(Stored data entries)
#####
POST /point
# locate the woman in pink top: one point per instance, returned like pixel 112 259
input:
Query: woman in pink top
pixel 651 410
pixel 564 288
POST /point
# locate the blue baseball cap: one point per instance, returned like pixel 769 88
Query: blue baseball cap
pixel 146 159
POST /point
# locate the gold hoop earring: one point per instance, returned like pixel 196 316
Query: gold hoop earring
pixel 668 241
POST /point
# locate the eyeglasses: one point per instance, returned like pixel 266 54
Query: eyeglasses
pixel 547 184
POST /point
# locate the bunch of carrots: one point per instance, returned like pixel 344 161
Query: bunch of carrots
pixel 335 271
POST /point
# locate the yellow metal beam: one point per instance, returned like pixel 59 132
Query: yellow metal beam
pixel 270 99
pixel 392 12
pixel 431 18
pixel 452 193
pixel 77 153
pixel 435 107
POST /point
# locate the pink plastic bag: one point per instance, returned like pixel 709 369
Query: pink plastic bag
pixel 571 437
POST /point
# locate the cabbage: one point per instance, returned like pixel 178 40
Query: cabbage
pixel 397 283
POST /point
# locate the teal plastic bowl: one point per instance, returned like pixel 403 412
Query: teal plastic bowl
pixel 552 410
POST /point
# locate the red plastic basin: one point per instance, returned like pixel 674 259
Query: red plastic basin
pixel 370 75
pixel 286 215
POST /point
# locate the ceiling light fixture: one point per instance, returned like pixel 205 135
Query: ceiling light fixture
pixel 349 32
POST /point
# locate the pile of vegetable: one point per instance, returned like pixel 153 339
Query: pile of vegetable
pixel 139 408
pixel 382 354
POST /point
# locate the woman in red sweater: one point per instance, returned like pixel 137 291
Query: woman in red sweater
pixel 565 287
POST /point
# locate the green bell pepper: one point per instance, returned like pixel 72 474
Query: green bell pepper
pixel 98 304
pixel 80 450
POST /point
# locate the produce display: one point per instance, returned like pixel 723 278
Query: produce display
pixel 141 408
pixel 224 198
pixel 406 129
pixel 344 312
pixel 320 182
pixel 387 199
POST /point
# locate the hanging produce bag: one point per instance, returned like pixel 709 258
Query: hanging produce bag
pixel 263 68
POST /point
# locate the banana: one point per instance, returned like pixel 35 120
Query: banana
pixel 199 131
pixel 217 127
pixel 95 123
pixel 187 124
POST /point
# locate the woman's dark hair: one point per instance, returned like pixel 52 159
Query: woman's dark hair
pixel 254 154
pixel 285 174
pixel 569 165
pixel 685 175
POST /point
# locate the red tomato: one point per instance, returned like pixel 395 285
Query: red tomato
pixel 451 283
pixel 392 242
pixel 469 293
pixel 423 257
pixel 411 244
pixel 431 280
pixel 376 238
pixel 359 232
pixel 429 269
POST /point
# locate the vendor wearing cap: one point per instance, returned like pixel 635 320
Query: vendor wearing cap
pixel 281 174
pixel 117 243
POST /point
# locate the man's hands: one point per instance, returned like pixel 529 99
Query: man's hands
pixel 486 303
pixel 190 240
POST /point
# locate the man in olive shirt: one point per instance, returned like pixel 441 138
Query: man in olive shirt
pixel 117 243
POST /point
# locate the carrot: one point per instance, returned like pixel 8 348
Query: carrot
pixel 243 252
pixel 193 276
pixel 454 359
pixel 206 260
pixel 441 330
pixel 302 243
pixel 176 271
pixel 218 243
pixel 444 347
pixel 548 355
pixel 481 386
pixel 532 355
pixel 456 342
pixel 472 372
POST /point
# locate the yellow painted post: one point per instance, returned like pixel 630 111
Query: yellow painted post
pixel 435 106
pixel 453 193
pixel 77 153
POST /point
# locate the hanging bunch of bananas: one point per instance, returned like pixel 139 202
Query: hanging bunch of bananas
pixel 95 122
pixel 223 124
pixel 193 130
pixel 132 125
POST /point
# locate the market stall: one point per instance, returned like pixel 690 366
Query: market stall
#####
» **What is expected**
Report how many lines of the records above contain the word "market", and give only that number.

» **Answer space**
2